Items from a dataset:
- - -
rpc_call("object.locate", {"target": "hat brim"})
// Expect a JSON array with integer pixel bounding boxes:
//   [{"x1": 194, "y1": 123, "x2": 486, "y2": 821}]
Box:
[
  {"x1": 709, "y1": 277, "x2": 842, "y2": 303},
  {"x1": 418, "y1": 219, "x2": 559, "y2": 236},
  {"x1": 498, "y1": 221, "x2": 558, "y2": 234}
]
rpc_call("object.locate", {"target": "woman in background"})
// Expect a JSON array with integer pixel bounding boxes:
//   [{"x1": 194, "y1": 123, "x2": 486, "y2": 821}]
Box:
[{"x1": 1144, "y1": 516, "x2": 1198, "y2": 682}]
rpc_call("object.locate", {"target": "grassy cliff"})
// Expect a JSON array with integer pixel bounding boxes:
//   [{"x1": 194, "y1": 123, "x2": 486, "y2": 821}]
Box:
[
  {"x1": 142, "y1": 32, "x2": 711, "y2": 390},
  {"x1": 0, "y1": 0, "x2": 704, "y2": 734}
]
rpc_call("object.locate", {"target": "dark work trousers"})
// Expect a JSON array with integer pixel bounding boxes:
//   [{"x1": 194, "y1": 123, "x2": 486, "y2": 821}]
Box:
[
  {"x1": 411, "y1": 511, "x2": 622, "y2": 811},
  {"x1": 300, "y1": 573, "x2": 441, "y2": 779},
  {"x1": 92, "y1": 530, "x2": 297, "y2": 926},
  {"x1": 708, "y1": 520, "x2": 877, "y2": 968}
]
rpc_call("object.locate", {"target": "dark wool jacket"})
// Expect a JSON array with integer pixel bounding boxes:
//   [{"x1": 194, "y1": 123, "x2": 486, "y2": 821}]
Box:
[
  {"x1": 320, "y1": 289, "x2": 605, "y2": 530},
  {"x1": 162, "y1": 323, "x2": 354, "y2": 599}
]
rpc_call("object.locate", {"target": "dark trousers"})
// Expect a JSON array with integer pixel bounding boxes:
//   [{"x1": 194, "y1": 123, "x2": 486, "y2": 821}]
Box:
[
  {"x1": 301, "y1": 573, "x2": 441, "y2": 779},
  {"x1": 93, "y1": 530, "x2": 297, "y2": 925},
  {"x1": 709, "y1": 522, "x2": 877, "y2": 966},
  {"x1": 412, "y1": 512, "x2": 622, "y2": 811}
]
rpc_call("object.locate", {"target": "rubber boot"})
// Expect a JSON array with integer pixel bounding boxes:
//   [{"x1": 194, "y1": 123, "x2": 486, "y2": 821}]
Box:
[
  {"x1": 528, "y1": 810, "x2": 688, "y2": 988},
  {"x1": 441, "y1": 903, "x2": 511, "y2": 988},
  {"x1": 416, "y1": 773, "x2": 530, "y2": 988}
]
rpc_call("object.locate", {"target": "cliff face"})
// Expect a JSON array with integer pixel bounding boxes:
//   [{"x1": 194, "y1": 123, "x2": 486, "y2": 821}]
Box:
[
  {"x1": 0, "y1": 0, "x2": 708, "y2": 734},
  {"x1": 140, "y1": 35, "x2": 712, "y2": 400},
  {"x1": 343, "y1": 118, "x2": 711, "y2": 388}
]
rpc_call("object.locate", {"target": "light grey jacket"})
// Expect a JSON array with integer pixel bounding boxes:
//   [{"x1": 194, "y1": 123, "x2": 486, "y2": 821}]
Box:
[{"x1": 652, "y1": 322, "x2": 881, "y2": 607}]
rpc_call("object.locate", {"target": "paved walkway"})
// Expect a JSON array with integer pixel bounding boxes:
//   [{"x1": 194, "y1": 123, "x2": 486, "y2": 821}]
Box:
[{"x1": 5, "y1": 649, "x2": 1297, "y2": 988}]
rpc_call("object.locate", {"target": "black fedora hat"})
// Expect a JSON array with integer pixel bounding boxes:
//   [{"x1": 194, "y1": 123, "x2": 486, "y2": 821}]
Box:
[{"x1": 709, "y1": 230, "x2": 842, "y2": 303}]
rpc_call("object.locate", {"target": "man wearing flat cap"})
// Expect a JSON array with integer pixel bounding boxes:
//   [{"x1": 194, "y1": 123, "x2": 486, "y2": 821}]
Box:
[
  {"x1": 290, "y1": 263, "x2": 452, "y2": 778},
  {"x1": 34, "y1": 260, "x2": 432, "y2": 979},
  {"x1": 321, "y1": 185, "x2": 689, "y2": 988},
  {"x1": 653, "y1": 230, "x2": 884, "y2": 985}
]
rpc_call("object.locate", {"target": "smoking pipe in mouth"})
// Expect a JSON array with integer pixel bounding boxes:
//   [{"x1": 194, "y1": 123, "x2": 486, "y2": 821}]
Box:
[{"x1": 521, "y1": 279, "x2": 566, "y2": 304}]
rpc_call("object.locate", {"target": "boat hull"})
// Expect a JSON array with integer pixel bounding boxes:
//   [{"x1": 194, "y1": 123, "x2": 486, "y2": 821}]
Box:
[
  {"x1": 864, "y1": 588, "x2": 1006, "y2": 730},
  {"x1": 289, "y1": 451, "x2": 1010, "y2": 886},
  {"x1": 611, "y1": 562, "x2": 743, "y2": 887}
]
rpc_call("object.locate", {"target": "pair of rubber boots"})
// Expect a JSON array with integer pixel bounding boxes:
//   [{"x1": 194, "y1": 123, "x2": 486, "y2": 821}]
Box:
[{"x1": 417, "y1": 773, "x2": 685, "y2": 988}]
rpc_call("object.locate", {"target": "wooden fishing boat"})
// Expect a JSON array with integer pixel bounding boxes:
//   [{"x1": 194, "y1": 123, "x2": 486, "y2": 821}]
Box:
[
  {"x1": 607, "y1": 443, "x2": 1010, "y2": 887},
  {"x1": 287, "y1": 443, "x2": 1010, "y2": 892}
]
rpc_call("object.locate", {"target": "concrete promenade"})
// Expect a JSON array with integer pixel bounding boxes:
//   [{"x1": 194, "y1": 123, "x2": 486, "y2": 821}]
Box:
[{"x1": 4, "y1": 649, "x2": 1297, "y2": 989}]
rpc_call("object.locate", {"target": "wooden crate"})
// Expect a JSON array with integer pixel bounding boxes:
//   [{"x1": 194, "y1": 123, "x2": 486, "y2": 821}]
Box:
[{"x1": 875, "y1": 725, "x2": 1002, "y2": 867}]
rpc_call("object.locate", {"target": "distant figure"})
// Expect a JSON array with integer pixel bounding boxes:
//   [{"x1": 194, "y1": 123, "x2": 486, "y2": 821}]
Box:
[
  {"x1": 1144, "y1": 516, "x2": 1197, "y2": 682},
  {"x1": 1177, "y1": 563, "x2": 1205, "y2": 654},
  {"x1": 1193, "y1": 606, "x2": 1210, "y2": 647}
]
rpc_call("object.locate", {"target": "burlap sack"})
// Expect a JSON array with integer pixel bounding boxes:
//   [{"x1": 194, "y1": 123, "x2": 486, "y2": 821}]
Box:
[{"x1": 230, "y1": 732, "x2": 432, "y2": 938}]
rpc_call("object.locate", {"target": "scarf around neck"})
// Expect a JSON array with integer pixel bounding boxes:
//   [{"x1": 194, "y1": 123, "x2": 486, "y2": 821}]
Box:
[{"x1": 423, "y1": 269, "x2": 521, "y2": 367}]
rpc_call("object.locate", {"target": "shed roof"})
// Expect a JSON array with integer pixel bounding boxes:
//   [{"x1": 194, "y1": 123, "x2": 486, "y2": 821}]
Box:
- - -
*What the task requires*.
Take every line from the data above that holds "jacket" and copy it out.

*Reply*.
rpc_call("object.locate", {"target": "dark wool jacket"})
rpc_call("object.locate", {"target": "light grey jacket"})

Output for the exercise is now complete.